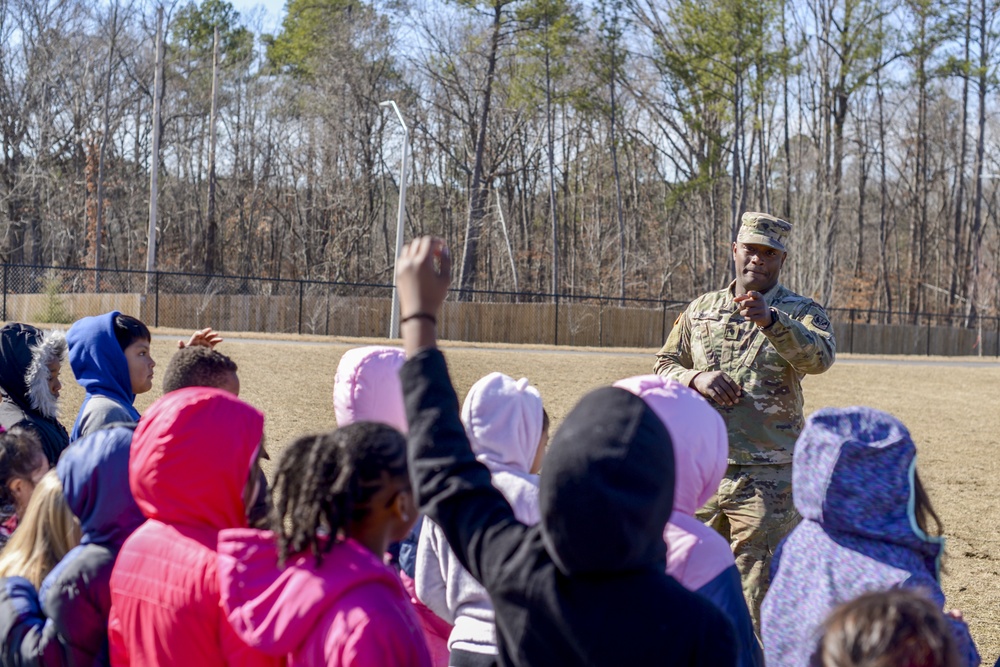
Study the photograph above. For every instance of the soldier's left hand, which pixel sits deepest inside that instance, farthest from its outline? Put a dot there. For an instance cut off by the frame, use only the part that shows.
(754, 308)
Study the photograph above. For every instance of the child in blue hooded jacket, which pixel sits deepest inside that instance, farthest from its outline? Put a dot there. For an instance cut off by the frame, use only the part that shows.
(866, 526)
(111, 359)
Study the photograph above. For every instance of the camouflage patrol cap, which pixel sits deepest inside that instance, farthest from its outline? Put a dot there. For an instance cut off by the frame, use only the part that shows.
(764, 229)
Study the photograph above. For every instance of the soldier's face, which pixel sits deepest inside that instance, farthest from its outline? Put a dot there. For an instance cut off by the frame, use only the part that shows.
(757, 266)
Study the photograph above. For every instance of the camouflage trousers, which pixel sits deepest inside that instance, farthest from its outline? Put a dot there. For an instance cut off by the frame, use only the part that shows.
(753, 510)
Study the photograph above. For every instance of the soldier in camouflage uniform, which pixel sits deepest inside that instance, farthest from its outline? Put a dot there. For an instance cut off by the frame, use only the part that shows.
(746, 349)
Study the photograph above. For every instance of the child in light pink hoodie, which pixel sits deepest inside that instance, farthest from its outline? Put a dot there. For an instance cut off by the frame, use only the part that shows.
(367, 388)
(697, 556)
(316, 590)
(507, 429)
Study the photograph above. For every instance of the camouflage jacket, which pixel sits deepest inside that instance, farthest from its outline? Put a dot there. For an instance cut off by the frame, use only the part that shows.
(711, 335)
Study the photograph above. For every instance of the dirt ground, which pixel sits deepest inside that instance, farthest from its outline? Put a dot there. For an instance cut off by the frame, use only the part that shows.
(951, 410)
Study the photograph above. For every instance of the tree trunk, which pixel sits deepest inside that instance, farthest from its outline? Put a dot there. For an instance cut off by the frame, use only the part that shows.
(477, 189)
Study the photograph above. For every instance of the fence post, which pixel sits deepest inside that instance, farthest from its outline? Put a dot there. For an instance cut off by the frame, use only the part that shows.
(156, 300)
(555, 340)
(850, 347)
(302, 286)
(928, 335)
(663, 328)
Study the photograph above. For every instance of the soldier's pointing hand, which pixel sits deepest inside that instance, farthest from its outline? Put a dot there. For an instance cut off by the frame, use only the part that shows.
(754, 308)
(717, 386)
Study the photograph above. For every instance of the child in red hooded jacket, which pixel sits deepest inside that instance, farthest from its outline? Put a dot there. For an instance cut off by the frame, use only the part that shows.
(192, 467)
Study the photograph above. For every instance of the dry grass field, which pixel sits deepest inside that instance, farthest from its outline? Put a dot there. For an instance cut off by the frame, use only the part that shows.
(951, 409)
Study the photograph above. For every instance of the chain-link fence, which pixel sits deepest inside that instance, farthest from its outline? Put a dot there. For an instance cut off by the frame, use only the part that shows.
(274, 305)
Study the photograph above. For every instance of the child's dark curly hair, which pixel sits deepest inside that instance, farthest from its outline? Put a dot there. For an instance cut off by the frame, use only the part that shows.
(326, 481)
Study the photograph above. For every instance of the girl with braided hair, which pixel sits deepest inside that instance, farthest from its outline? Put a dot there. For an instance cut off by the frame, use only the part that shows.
(315, 590)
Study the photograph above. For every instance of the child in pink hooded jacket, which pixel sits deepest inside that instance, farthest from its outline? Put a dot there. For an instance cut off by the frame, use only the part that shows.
(367, 388)
(506, 425)
(316, 590)
(192, 465)
(697, 556)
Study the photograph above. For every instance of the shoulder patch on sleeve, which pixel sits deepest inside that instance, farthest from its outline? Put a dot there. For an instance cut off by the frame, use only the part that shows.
(820, 322)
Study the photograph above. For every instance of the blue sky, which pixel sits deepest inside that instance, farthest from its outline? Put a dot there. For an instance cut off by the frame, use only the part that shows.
(273, 10)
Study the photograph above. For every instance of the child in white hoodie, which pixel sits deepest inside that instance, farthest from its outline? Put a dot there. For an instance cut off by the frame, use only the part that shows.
(508, 429)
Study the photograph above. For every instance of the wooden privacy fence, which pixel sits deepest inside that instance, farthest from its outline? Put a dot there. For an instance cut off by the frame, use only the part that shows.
(576, 324)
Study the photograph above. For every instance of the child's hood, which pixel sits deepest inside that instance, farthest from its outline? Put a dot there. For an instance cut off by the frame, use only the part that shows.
(503, 419)
(367, 387)
(608, 487)
(191, 456)
(97, 359)
(275, 610)
(94, 475)
(25, 353)
(853, 473)
(698, 434)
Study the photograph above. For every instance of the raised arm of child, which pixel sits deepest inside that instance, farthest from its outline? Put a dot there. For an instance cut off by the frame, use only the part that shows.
(451, 487)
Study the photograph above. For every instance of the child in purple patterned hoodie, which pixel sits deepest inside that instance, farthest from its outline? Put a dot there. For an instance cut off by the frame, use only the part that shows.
(865, 527)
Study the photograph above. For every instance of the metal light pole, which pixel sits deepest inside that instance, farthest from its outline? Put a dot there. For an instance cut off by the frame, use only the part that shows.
(394, 315)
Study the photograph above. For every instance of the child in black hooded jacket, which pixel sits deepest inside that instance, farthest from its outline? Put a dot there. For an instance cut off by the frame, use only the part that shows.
(587, 585)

= = = =

- WRITTEN REQUEST:
Copy out, word for word, every line of the material above, starting with the line that contains "Study the photograph above. For every instance of the metal" and continuing through the final line, both included.

- THE SOLUTION:
Study the photograph above. For every instance of the metal light pole, which pixel sits deepest inside that instance, farthest from its outline? Put a dot there. For an instance cut off by the frame, use only the part that shows.
(394, 315)
Study the photograph above. For every instance of the child in black hooded jacket, which pixel sits deepest inside that instance, farthest from its outline? Put a dot there. For an instance cut off by the frame, use only the part that shows.
(587, 585)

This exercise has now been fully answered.